Challenge 1 —
In the Vitis-AI issue thread, substitute "ImplicitNumToTensor" for "ImplicitTensorToNum" in the passage that begins at "xv=x.view(1,nx)" and stops after "some help, thanks!".
Challenge 2 —
Answer from the Vitis-AI issue thread:
(a) Which PyTorch version of the yolov3 demo was used to train the model?
(b) Which aten_op failed to parse during the quantization step?
(c) What default values does the original _make_grid function give to nx and ny?
Challenge 3 —
Extend the Vitis-AI quantization issue thread beyond its final sentence.

Source document —
■ ■ ■ ■ ■ ■ ■
Xilinx / Vitis-AI

Vitis AI is Xilinx’s development stack for AI inference on Xilinx hardware platforms, including both edge devices and Alveo cards.
https://www.xilinx.com/ai
Apache License 2.0
1.48k stars 628 forks source link

ERROR at pytorch quantize calibration step #449

Closed HSqure closed 2 years ago

HSqure commented 3 years ago

Hello developer! I use ultralystic's yolov3 demo (PyTorch v1.4 version) to train the model and successfully running the evaluation program at the latest Vitis-AI GPU docker: Screenshot from 2021-06-15 17-20-26

But when I try to quantize the model, it shows the message:

[NNDCT_NOTE]: Quantization calibration process start up...

[NNDCT_NOTE]: =>Quant Module is in 'cuda'.

[NNDCT_NOTE]: =>Parsing Model...
aten_op 'meshgrid' parse failed(unsupported)

And then I found out where the issue just comes from:

Screenshot from 2021-06-15 17-27-18-

    @staticmethod
    def _make_grid(nx=20, ny=20):
        yv, xv = torch.meshgrid([torch.arange(ny), torch.arange(nx)])
        return torch.stack((xv, yv), 2).view((1, 1, ny, nx, 2)).float()

I exchange it with individual torch tensor operation functions:

    @staticmethod
    def _make_grid(nx=20, ny=20):

        y=torch.arange(ny)
        x=torch.arange(nx)
        yv=[]
        xv=[]

        for cnt, item in enumerate(y):
            if cnt==0:
                yv=torch.full((1,nx),item)
                xv=x.view(1,nx)
            else:
                yv=torch.cat((yv, torch.full((1,nx),item)), 0)
                xv=torch.cat((xv, x.view(1,nx)), 0)

        return torch.stack((xv, yv.long()), 2).view((1, 1, ny, nx, 2)).float()

But it shows the new error message: Screenshot from 2021-06-15 17-08-03

I can't even find where this guy ImplicitTensorToNum comes from in my project! Anyway, I have no idea how to fix this problem. Looking for some help, thanks!
■ ■ ■ ■ ■ ■ ■
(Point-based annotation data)
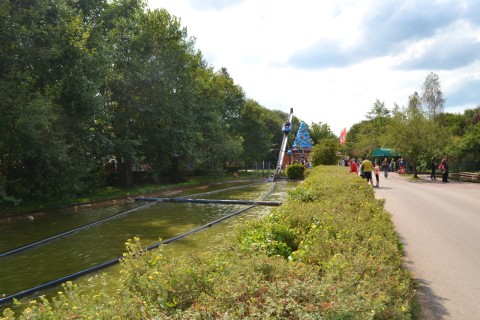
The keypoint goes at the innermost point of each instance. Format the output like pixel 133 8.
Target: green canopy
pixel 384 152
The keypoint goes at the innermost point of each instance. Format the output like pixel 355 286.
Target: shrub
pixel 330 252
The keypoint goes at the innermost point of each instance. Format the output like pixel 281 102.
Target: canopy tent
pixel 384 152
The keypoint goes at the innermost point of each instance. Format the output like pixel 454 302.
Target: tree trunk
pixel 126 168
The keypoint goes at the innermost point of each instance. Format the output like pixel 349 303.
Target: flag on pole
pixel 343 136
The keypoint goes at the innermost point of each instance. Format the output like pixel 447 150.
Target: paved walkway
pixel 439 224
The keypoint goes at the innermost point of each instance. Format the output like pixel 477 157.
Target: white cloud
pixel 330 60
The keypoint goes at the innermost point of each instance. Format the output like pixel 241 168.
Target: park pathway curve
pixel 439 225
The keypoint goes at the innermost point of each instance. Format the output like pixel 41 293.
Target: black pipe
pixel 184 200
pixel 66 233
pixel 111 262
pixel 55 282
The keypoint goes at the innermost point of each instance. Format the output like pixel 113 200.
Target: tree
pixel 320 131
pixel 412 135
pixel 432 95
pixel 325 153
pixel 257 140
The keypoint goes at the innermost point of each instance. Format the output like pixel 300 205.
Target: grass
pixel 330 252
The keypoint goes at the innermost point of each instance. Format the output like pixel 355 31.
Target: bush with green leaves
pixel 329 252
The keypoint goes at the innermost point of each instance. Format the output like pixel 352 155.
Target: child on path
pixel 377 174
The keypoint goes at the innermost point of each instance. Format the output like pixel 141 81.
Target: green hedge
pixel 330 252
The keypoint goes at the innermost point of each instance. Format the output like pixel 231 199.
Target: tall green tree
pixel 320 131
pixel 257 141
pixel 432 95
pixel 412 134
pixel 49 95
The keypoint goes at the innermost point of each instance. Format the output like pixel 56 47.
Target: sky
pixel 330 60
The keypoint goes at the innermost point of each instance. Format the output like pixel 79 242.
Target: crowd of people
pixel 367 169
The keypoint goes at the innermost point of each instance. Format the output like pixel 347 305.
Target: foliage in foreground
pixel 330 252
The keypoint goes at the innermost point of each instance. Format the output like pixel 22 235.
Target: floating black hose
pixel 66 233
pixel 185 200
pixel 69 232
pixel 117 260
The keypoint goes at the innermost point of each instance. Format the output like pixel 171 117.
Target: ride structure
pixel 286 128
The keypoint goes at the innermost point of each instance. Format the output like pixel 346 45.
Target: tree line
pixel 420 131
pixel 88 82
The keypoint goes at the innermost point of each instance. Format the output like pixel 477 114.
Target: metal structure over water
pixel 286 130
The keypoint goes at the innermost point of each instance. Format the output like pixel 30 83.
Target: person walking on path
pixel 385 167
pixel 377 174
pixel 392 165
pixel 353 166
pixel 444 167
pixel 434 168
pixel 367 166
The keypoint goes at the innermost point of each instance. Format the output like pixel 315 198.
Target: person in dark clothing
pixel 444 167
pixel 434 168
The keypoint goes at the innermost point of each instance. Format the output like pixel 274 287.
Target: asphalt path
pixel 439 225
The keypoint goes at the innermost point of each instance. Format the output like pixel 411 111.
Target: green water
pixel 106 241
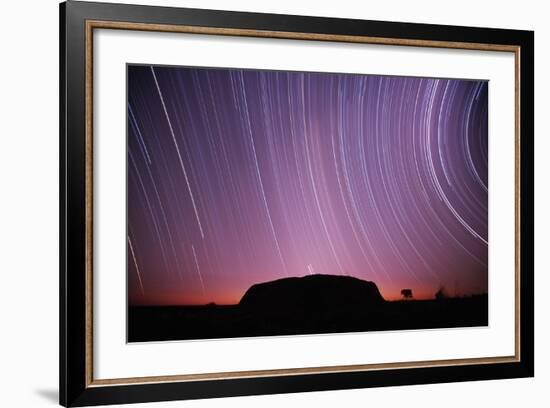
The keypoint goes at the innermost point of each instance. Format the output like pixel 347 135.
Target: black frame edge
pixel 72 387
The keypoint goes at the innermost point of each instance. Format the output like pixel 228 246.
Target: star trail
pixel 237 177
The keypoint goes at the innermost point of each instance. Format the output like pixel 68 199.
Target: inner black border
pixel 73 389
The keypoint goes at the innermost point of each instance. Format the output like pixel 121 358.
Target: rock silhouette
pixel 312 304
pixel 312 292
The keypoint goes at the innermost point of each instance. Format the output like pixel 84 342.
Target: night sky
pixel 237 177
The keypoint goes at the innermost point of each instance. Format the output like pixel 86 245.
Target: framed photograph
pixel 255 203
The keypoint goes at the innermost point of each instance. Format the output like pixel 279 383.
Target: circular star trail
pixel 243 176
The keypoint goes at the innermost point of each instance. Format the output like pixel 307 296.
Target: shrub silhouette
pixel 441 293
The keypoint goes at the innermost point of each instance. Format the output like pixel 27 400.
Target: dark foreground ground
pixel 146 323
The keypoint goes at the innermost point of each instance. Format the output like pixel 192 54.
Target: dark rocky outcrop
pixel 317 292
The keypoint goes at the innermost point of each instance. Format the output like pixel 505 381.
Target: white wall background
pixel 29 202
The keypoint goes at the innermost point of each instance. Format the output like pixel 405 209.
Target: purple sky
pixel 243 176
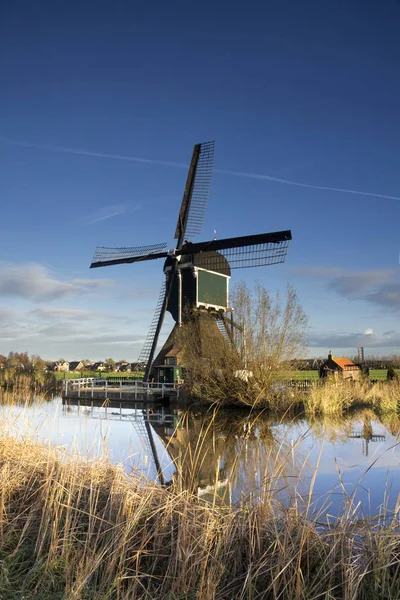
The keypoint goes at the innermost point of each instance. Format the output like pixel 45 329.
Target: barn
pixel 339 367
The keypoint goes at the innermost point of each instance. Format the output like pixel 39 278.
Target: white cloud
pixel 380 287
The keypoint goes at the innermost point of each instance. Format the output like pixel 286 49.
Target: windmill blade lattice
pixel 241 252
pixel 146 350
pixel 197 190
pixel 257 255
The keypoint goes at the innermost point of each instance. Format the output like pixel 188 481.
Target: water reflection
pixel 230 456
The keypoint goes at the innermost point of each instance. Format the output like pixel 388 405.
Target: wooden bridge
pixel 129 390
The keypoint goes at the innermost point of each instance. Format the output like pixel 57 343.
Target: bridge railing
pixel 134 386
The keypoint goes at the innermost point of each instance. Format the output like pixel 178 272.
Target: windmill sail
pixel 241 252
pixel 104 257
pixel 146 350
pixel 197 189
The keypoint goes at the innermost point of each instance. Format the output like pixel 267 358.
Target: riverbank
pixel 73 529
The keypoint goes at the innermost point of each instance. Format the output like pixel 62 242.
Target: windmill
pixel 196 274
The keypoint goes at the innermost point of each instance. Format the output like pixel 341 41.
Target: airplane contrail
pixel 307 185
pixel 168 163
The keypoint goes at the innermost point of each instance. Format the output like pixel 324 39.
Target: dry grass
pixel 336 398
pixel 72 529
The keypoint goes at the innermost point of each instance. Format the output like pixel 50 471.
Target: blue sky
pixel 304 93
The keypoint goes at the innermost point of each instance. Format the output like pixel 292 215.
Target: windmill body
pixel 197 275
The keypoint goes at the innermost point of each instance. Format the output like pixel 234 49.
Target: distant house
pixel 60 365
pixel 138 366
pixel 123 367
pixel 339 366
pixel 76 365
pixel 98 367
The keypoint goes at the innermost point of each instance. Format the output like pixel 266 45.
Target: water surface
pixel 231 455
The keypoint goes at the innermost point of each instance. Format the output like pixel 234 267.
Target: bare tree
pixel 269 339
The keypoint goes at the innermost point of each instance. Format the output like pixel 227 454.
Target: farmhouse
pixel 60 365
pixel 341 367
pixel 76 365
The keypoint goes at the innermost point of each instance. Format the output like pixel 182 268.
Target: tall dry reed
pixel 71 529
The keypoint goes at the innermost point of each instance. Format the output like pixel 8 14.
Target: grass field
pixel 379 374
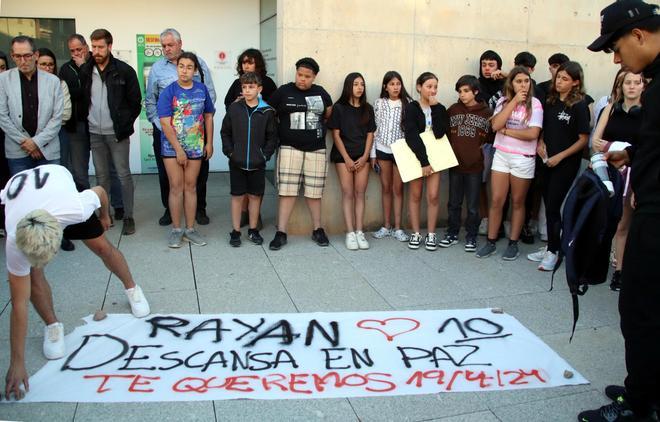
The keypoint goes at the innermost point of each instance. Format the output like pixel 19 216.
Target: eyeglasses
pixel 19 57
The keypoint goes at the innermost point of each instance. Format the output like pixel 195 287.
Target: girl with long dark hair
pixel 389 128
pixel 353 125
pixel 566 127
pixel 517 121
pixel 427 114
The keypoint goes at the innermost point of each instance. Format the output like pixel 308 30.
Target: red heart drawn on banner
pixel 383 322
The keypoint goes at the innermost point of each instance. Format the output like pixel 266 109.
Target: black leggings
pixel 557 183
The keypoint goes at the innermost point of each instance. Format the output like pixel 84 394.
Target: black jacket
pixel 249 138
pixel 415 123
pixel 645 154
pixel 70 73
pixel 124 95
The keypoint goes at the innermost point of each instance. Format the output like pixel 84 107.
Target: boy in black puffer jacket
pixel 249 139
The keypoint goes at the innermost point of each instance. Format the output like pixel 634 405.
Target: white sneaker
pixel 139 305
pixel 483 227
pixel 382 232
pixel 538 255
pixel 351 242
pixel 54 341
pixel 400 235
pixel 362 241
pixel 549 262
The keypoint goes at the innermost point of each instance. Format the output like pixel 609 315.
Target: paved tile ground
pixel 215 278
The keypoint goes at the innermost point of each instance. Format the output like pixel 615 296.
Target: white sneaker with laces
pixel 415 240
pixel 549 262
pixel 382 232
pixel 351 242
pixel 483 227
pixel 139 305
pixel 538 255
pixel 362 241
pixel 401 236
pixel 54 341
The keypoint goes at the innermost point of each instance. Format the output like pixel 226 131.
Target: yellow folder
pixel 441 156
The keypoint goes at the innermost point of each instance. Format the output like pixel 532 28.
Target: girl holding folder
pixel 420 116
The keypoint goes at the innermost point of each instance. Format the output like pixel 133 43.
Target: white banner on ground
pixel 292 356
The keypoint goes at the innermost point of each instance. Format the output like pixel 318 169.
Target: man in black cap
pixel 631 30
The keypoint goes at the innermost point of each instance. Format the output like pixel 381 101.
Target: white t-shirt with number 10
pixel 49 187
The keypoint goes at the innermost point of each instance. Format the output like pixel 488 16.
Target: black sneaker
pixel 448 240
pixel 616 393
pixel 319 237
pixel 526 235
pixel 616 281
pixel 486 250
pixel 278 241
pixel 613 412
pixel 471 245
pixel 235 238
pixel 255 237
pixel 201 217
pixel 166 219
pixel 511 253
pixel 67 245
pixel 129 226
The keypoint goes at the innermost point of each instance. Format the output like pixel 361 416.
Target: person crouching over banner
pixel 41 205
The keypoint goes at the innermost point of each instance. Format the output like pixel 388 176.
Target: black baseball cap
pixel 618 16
■ ■ ■ ■ ■ ■ ■
Response 1 —
xv=x.view(1,nx)
            else:
                yv=torch.cat((yv, torch.full((1,nx),item)), 0)
                xv=torch.cat((xv, x.view(1,nx)), 0)

        return torch.stack((xv, yv.long()), 2).view((1, 1, ny, nx, 2)).float()

But it shows the new error message: Screenshot from 2021-06-15 17-08-03

I can't even find where this guy ImplicitNumToTensor comes from in my project! Anyway, I have no idea how to fix this problem. Looking for some help, thanks!

Response 2 —
(a) PyTorch v1.4
(b) 'meshgrid'
(c) nx=20 and ny=20

Response 3 —
Fabioni commented 3 years ago

Hey @HSqure, I have the same problem. I can't give you the solution but can explain the problem :D In the docu it's written that the model has to pass the torch.jit.trace test and that test does fail in the make_grid function. The problem is that this function is not traceable.

I am also interested in how xilinx did it in the provided yolo models.

My idea is the following: if you investigate where the make_grid function is used, it is only used in the three layers called just "yolo". (have a look at https://netron.app/?url=https://raw.githubusercontent.com/AlexeyAB/darknet/master/cfg/yolov3.cfg).

So actually this is only post-processing and not really part of the network I think and we could just remove it from the quantization and put it back afterwards.

But I could not try that idea till now.

HSqure commented 3 years ago

Reply @Fabioni : Thanks for your detailed analysis! I'm curious how Xilinx fix that problem too. Anyway, It's a really cool idea. I'll try it, thanks!

Fabioni commented 3 years ago

reply @Fabioni : Thanks for your solution! I'm curious how Xilinx fix that problem too. Anyway, It's a really cool idea. I'll try it, thanks!

let me know about your findings :-)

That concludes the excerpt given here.